_本文抜粋_:

------------

富士山とほぼ同じ標高の村を通り、さらに1,600mも高いところにある、標高約5,365mのベース・キャンプに到着した、いくつかの公募隊、世界的な登山家ロブ・ホールがガイドとして率いる「アドベンチャー・コンサルタンツ隊」や、アメリカ人として初めてK2登頂に成功したスコット・フィッシャーがガイドとして率いる「マウンテン・マッドネス隊」のメンバーらは、人間の生存できる限界の環境に体を慣らすため、そこで一ヶ月間の訓練を行うことを義務付けられる。空気の薄い世界で運動し生活をすることで、低酸素状態に順応するのである。
ベース・キャンプへの途中、通り過ぎた村で、彼ら参加メンバーたちの一部は、階段を上るだけで四苦八苦し、現地の子供たちが後ろから追い抜いていくシーンがあって笑わされる。もちろん、現地の環境に慣れるまでに時間がかかるだろうことは理解できるが、登山に詳しくない者にとって、ここで違和感を与えられるのは、エベレストに挑む、彼ら登山隊の参加者たちは、超人的な体力を有しているのではないのか?という点である。映画が進んでいくにつれて分かってくるのは、参加メンバーのなかには、そこまで登山経験が豊かではない者も複数混じっていたのである。

------------

_資料一覧_:
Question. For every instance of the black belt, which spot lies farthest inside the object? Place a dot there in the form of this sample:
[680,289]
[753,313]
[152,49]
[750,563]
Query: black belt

------------

_作業指示 1_:
次の記述(a)〜(c)が本文抜粋の内容と一致するかどうか、それぞれ「はい」または「いいえ」で答え、判断の根拠となる本文抜粋の語句をそのまま引用してください。
(a) ベース・キャンプの標高は約5,365mである。
(b) スコット・フィッシャーがガイドとして率いるのは「アドベンチャー・コンサルタンツ隊」である。
(c) ベース・キャンプで義務付けられる訓練の期間は二週間である。
_作業指示 2_:
本文抜粋によると、ベース・キャンプへの途中の村で、階段を上るのに苦労する参加メンバーを後ろから追い抜いていったのは誰ですか。

_回答文 1_:
(a) はい。根拠は「標高約5,365mのベース・キャンプに到着した」です。
(b) いいえ。根拠は「スコット・フィッシャーがガイドとして率いる「マウンテン・マッドネス隊」」です。
(c) いいえ。根拠は「そこで一ヶ月間の訓練を行うことを義務付けられる」です。

_回答文 2_:
現地の子供たちです。